**Task requirements:**
Output exactly the lines that run from the line with "Each instance of the reflection" to the end of the material, both ends included, and no other lines.

START Supplied material

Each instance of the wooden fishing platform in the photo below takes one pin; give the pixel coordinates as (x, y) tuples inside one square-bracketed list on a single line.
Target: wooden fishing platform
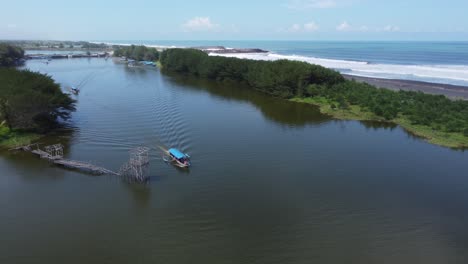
[(83, 166), (54, 154)]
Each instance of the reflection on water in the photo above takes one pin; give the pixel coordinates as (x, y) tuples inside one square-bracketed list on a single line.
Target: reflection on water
[(271, 182)]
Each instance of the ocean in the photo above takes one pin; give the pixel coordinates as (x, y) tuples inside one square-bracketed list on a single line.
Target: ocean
[(438, 62)]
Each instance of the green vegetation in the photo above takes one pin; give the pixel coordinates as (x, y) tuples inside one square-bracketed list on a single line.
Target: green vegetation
[(11, 139), (10, 55), (139, 53), (434, 117), (30, 103), (53, 45), (281, 78)]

END Supplied material

**Response to this task:**
Each instance of the reflection on water in the photo above takes one pin; give the pixel coordinates as (x, y) tuples inside one square-bracketed list on a single line.
Target: reflection on water
[(271, 182)]
Each instance of the ocean in the photo above takes one pin; give the pixel coordinates as (x, y) tuples inside one square-bracketed list on a single line.
Target: ocean
[(438, 62)]
Each instance of the green vegetation in the photo above takes one pin; give the pixel coordinates as (x, y) tuples inside one square-bracketed list on a single line.
Target: green vegetation
[(11, 139), (10, 55), (139, 53), (434, 117), (30, 103), (53, 45), (281, 78)]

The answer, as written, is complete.